-- Task item --
From the entries below, reproduce exactly the line containing "out the samoyed", the line containing "out the dry", and every line in between, with nothing added.

-- The records --
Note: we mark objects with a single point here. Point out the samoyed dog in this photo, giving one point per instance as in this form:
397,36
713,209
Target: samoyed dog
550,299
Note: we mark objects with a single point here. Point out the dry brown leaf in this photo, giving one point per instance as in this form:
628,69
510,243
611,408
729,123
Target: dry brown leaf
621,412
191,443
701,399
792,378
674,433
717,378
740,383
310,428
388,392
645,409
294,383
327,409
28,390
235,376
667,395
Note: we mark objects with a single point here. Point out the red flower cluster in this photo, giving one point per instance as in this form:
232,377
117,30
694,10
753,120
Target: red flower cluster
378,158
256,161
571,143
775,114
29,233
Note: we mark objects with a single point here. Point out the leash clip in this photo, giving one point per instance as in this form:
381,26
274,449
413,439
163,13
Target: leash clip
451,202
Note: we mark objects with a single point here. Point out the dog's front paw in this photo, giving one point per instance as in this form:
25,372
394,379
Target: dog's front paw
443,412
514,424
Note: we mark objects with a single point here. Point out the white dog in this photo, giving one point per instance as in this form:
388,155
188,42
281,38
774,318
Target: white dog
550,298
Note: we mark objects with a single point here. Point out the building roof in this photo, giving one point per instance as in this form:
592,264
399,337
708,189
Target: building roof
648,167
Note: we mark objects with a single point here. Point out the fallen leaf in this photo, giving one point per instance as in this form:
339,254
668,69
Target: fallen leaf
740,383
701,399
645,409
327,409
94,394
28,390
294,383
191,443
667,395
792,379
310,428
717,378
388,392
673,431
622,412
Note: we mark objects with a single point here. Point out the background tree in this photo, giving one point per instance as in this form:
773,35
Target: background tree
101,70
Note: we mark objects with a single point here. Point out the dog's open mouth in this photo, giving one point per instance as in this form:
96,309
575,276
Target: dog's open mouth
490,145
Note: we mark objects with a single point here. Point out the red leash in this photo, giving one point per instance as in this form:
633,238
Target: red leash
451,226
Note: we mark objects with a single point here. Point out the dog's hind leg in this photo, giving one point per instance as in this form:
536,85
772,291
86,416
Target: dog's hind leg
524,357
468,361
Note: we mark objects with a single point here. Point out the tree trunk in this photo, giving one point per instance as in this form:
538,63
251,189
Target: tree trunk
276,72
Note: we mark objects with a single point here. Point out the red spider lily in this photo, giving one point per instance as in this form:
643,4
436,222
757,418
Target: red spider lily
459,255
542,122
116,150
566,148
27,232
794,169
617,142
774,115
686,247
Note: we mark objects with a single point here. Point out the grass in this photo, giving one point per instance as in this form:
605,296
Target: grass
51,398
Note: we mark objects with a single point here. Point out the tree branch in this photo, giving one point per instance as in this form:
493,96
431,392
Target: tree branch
...
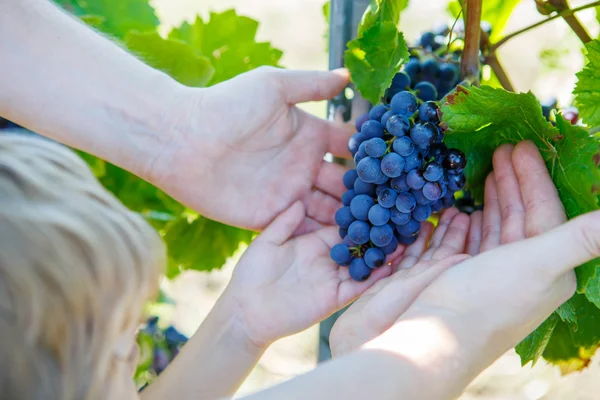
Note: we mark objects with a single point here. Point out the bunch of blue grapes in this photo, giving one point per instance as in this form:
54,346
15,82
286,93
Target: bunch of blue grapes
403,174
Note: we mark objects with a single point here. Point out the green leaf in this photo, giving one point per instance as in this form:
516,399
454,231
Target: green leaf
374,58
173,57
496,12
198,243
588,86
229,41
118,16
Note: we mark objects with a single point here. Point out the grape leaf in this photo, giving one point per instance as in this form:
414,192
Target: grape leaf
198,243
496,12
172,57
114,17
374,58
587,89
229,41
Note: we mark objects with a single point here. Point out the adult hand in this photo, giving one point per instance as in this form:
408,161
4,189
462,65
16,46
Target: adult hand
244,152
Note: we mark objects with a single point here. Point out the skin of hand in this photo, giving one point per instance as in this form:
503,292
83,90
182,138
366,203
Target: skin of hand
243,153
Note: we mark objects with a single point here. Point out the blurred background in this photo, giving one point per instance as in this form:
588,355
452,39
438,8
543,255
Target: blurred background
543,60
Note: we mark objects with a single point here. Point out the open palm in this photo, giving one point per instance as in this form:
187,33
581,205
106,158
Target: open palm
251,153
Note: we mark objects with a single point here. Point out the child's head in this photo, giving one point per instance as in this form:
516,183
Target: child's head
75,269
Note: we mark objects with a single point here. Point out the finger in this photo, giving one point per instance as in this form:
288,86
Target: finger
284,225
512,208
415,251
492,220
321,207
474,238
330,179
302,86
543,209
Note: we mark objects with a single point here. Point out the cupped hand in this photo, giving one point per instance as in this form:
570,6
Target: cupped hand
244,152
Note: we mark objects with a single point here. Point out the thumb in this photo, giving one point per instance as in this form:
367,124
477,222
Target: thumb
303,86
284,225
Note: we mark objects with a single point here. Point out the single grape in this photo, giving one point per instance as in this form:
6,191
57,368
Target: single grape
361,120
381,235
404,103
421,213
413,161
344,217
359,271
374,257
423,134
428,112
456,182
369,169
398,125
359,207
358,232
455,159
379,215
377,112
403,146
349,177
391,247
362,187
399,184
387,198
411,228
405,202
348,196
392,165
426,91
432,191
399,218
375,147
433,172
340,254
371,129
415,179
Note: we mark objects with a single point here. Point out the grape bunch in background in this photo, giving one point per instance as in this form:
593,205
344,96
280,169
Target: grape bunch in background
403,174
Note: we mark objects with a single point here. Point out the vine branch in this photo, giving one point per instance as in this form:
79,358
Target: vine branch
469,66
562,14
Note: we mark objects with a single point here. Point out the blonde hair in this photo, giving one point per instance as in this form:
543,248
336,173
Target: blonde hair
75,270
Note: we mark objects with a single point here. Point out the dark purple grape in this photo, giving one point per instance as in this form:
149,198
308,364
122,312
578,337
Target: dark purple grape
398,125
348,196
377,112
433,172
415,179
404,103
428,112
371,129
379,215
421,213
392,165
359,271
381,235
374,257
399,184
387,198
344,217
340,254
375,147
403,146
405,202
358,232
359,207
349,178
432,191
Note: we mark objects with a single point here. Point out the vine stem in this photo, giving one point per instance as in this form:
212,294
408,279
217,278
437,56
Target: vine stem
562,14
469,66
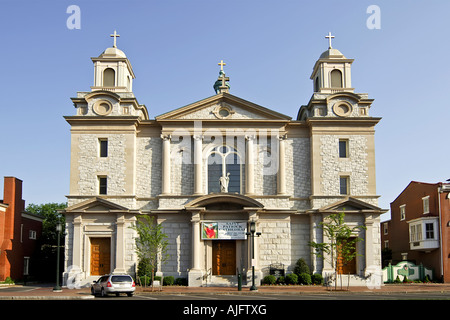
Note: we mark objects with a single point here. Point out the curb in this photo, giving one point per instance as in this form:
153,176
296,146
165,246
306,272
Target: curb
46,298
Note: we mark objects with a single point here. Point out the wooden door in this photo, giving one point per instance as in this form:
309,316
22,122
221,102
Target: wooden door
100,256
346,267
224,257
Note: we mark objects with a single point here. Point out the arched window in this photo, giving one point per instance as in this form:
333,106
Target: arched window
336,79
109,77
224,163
...
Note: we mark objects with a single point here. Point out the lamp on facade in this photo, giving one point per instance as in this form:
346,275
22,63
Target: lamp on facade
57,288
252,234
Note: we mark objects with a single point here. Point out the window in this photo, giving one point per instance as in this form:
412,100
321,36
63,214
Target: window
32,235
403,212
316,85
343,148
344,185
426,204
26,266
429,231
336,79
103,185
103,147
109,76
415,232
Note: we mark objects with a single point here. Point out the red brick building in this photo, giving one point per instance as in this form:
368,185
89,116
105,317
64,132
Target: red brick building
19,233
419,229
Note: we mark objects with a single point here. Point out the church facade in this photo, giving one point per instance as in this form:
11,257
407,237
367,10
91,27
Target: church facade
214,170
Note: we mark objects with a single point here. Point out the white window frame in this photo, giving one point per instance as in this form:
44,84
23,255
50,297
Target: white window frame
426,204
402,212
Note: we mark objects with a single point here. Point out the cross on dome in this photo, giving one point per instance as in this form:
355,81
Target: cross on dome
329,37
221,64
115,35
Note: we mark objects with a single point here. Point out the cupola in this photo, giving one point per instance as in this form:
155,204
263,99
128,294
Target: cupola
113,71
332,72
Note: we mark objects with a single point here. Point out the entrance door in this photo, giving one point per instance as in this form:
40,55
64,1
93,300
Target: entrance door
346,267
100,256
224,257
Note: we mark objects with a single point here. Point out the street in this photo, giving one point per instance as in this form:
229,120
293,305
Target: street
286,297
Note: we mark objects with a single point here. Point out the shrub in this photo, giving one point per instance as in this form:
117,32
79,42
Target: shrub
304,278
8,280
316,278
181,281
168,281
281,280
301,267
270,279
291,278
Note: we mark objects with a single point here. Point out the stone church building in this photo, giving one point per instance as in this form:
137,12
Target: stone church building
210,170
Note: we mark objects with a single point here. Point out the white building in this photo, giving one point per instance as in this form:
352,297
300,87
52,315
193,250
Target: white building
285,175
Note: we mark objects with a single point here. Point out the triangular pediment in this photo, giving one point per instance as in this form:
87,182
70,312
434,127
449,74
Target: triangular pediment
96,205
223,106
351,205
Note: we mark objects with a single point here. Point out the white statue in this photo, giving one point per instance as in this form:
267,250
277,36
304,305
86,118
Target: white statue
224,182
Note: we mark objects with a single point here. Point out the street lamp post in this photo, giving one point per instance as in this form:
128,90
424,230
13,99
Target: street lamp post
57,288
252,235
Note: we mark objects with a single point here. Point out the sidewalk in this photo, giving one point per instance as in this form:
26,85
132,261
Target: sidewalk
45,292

-- Written reply --
Note: we mark objects with a single point here. Point out the samoyed dog in this photo, giving one point per instance as in this form:
397,36
713,209
Target: samoyed dog
550,299
Note: we mark objects with a single point here. Point out the dry brown leaf in this photo, giving one point per instance as in this form:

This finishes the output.